DOCUMENT EXCERPT:
Jill S. Kuhnheim, looking at poetry and performance in Spanish America over time, has organized the book to begin with the early twentieth century and arrive at the present day. She includes noteworthy poets and artists such as José Martí, Luis Palés Matos, Eusebia Cosme, Nicomedes Santa Cruz, Pablo Neruda, César Vallejo, and Nicolás Guillén, as well as very recent artists whose performance work is not as well known. Offering fresh historical material and analysis, the author illuminates the relationship between popular and elite cultural activity in Spanish America and reshapes our awareness of the cultural work poetry has done in the past and may do in the future, particularly given the wide array of technological possibilities. The author takes a broad view of American cultural production and creates a dialogue with events and criticism from the United States as well as from Spanish American traditions.

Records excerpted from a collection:
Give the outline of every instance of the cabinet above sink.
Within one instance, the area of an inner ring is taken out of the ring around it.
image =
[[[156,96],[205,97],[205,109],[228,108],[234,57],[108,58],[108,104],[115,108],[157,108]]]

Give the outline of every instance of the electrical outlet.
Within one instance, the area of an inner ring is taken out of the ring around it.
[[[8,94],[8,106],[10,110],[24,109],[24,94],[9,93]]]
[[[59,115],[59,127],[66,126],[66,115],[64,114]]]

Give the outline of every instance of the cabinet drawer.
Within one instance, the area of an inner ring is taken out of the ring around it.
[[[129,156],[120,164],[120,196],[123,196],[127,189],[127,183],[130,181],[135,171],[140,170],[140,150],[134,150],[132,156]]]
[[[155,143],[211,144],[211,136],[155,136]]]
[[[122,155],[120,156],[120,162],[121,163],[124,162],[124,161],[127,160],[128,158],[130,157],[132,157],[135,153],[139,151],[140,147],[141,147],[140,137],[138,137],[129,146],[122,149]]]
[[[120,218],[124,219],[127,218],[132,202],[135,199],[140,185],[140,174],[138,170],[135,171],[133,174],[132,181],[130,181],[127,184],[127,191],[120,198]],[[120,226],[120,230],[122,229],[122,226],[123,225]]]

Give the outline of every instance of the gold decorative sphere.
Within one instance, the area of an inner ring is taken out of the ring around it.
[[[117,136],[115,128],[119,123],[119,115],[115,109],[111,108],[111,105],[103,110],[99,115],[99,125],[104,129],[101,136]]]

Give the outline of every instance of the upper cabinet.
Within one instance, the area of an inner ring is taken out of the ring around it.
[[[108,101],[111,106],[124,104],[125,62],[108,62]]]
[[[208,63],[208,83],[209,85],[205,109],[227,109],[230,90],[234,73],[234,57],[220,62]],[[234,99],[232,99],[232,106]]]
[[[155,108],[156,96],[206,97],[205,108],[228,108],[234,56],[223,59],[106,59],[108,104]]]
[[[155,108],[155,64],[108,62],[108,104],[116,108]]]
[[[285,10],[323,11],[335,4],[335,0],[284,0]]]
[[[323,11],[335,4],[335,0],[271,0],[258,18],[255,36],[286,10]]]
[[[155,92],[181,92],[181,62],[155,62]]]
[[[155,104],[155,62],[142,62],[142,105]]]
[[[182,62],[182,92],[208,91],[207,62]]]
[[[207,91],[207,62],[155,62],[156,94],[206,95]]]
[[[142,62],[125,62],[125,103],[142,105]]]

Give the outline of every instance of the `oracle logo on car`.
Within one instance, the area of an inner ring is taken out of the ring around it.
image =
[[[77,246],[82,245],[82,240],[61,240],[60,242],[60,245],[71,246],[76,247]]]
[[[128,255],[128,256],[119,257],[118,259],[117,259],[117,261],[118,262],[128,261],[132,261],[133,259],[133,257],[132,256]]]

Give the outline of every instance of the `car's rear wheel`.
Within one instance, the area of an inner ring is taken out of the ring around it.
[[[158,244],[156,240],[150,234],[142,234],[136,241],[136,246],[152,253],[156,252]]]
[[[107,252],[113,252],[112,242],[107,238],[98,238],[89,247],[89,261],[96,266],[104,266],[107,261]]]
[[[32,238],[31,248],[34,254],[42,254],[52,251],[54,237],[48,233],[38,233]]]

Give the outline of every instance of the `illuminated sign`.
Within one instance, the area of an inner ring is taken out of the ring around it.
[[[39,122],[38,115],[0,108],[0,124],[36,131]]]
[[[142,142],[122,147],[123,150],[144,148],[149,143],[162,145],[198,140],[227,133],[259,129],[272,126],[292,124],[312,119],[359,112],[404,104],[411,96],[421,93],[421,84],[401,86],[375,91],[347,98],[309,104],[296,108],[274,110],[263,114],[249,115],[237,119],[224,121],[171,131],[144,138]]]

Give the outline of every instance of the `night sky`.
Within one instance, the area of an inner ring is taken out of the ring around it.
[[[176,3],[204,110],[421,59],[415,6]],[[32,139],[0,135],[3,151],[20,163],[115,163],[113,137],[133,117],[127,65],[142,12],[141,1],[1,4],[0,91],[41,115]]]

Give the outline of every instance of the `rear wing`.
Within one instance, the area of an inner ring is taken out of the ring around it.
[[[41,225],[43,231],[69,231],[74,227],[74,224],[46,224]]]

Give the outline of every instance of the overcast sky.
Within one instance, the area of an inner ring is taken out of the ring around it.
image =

EXERCISES:
1) Condense the paragraph of the book description that begins "Jill S. Kuhnheim, looking at poetry and performance" into a short bulleted list that keeps its main facts.
2) In the records, duplicate the lines from the line with "Give the outline of every instance of the electrical" up to and including the line with "[[[59,115],[59,127],[66,126],[66,115],[64,114]]]".

EXPECTED RESULTS:
1)
- Jill S. Kuhnheim studies poetry and performance in Spanish America, moving from the early twentieth century to the present day.
- The book covers noteworthy poets and artists, including José Martí, Luis Palés Matos, Eusebia Cosme, Nicomedes Santa Cruz, Pablo Neruda, César Vallejo, and Nicolás Guillén, as well as very recent, less-known performance artists.
- Through fresh historical material and analysis, it illuminates the relationship between popular and elite cultural activity in Spanish America.
- It reshapes awareness of the cultural work poetry has done and may do, particularly given the wide array of technological possibilities.
- It takes a broad view of American cultural production, creating a dialogue with events and criticism from both the United States and Spanish American traditions.

2)
Give the outline of every instance of the electrical outlet.
Within one instance, the area of an inner ring is taken out of the ring around it.
[[[8,94],[8,106],[10,110],[24,109],[24,94],[9,93]]]
[[[59,115],[59,127],[66,126],[66,115],[64,114]]]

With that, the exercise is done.